## Task directions:
After locating the line with "Where can you see the bison in" in the data that follows, return it and every later line exactly, up to and including the line with "Where can you see the dark dirt".

## Source data:
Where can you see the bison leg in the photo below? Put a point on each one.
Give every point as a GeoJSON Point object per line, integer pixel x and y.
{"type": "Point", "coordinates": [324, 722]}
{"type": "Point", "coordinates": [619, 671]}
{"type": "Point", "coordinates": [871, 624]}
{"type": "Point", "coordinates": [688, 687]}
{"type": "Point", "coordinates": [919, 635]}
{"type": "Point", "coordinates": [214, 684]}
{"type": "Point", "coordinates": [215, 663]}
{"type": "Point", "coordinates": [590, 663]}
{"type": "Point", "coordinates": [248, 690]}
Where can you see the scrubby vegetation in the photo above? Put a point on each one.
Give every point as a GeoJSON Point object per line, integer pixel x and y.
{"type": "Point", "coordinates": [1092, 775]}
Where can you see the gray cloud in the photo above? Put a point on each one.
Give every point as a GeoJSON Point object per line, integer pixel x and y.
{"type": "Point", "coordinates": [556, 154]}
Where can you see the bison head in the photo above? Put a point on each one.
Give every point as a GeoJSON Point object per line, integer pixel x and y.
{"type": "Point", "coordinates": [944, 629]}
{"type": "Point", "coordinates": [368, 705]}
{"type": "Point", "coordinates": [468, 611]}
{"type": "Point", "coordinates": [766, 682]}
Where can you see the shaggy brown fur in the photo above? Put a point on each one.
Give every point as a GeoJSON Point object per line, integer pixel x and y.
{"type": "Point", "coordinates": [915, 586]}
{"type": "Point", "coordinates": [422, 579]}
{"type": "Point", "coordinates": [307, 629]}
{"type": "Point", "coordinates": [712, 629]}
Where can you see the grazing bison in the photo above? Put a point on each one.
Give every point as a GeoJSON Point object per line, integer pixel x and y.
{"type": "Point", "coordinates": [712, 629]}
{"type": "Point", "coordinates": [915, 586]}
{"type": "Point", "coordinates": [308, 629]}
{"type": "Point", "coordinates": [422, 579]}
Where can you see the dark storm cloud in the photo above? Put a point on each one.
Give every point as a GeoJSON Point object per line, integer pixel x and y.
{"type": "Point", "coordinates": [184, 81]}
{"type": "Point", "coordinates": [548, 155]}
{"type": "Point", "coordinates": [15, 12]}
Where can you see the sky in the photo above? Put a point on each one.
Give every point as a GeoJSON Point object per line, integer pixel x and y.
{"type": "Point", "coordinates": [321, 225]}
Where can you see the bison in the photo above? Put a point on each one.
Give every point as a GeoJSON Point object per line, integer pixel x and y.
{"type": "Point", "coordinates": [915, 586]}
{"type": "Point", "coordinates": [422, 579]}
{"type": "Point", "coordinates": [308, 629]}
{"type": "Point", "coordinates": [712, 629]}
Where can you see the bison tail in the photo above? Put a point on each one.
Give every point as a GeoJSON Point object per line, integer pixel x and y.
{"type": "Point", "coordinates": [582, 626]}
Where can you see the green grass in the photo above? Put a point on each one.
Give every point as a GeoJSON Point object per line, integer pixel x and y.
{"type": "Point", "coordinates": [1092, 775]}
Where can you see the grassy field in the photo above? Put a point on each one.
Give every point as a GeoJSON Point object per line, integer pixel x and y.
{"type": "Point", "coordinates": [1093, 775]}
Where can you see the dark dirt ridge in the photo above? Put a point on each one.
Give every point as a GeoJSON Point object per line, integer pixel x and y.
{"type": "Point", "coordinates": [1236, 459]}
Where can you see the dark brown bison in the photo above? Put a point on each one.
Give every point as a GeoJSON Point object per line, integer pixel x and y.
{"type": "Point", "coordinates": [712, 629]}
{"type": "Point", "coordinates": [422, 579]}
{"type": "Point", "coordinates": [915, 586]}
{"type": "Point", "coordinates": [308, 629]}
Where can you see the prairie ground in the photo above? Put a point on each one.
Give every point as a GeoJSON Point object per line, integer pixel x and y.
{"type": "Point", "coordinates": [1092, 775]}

## Output of the exercise:
Where can you see the bison in the photo above? Put a point on each one.
Give every point as a GeoJSON Point object per line, integer pixel x and y.
{"type": "Point", "coordinates": [915, 586]}
{"type": "Point", "coordinates": [422, 579]}
{"type": "Point", "coordinates": [308, 629]}
{"type": "Point", "coordinates": [712, 629]}
Where can you see the bison tail in the photo above? Put a point on each one.
Give every point as a GeoJSON Point object per line, integer pixel x and y.
{"type": "Point", "coordinates": [582, 626]}
Where can you see the green grass in the photo above? Put a point on each one.
Give every point as a GeoJSON Point object per line, integer pixel x and y.
{"type": "Point", "coordinates": [1092, 775]}
Where can you see the grassy field in the photo above? Put a point on each one.
Give every point as a GeoJSON Point object per line, integer pixel x and y.
{"type": "Point", "coordinates": [1093, 775]}
Where can you see the dark dirt ridge in the photo above? Put a point on each one.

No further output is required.